#### [Objectif]
Dans le texte sur la ponette Clarissa, qu'est-ce que la personne qui raconte lui a appris face à son habitude de tirer au renard ?

#### [Texte fourni]
↓↓↓
J’avais 20 ans, elle aussi. On m’attribuait un certain caractère, on lui trouvait quelques manies. Elle n’était pas bien grande, moi non plus. Elle appartenait à une amie, elle me fut offerte. Cadeau plutôt imprévu que cette ponette welsh à l’originale robe pie, toisant 1,47 mètre, et toujours bon pied bon œil malgré ce qu’on considérait à l’époque pour un grand âge de cheval… Rappelez-vous, c’était il y a … 20 ans ! On ne parlait pas de retraite pour les équidés, mais de boucherie. On ne parlait pas non plus de gériatrie équine, la drôle d’idée. Les chevaux économiquement plus rentables disparaissaient mystérieusement des manèges, on disait pudiquement qu’ils étaient « partis »… L’éthologie et la psychologie équine étaient superbement ignorées, hormis par quelques scientifiques… Seuls de rares et nobles écuyers dispensaient un art équestre de qualité, mais dans la plupart des manèges, c’était la règle du « tire-pousse », de la rentabilité et déjà de la compétition. Clarissa avait vécu tout ça, et c’était aussi ce qu’on m’avait appris.

Clarissa, à 20 ans, a donc quitté le manège pour venir vivre avec moi. C’est qu’elle avait déjà vécu, la demoiselle. Débourrée avec difficultés vers les 10 ans, elle avait tourné en concours nationaux de dressage quelques années, et possédait de bien jolies allures. Un petit poulain lui était venu, par accident, lors de son importation d’Angleterre. Et puis sa cavalière avait grandit, s’était consacrée à ses études, et Clarissa tournait en demi-pension dans un honnête manège. Eu égard à son âge, on lui confiait les débutants, en serre-file de reprise. Elle en dépérissait, l’ex-championne, et y perdait tout son allant. Il en fut tout autrement une fois avec moi. Il faut dire que mon expérience de l’époque était assez limitée. J’adorais les animaux, mais n’étais pas très douée, sportivement parlant. D’aucuns me trouvaient un feeling particulier avec eux, et les chevaux me fascinaient depuis l’enfance.

D’emblée, Clarissa a su me parler. Tout d’abord, elle a repris du poil de la bête. De gentille jument calme et effacée, elle est redevenue la préférée, la première, celle dont on s’occupe. Elle a affiché ses préférences, ses envies, son indépendance, et surtout, elle m’a appris à considérer les chevaux autrement. Elle m’a fait comprendre qu’un cheval est un être à part entière, et elle m’a appris le respect. Elle fut également un cheval d’école d’exception, de ceux qui vous donnent tout, et pardonnent beaucoup, comme les sévères maîtres d’école d’antan. Elle avait aussi son petit caractère, comme de tirer au renard au moindre soupçon d’enfermement. Qu’à cela ne tienne : je lui ai appris la « rêne pendante » de la monte western.
↑↑↑
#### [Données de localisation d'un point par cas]
↓↓↓
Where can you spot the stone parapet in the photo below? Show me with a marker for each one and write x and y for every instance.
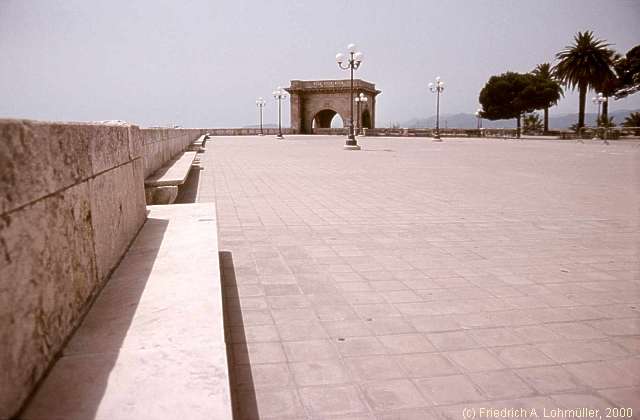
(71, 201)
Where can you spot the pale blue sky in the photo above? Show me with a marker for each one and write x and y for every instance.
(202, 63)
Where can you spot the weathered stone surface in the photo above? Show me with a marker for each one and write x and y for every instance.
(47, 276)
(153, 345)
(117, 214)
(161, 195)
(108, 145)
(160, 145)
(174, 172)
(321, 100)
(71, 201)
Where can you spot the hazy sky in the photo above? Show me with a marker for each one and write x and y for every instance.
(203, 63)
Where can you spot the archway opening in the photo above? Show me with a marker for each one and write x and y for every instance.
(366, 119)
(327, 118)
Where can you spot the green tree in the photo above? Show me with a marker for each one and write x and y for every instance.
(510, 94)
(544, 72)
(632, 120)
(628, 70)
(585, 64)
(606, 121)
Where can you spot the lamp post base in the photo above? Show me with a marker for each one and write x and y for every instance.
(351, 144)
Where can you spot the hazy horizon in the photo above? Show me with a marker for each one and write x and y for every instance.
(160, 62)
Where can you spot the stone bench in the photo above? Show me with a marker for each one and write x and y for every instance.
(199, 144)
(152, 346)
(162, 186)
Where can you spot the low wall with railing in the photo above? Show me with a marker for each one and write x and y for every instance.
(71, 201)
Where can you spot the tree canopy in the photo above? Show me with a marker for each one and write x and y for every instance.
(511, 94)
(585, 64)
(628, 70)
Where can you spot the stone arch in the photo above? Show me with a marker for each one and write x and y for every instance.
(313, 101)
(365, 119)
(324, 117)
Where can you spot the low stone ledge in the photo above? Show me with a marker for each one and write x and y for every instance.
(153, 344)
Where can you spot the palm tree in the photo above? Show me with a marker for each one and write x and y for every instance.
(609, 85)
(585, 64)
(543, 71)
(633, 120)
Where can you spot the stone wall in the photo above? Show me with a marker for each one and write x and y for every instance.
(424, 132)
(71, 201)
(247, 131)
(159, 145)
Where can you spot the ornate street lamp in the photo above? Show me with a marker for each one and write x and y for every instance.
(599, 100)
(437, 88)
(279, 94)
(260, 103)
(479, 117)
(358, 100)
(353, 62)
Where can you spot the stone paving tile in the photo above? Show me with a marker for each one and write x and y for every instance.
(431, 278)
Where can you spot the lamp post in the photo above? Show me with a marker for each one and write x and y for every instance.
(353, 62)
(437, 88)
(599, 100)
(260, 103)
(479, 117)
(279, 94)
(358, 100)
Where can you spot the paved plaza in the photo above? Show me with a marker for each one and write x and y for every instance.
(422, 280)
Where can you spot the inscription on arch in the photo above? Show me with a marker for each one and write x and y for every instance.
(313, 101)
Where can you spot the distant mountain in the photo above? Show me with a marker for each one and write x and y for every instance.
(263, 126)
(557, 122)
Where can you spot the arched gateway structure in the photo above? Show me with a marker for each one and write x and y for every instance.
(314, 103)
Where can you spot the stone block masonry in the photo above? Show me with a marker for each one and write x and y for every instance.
↑↑↑
#### [Réponse]
La « rêne pendante » de la monte western.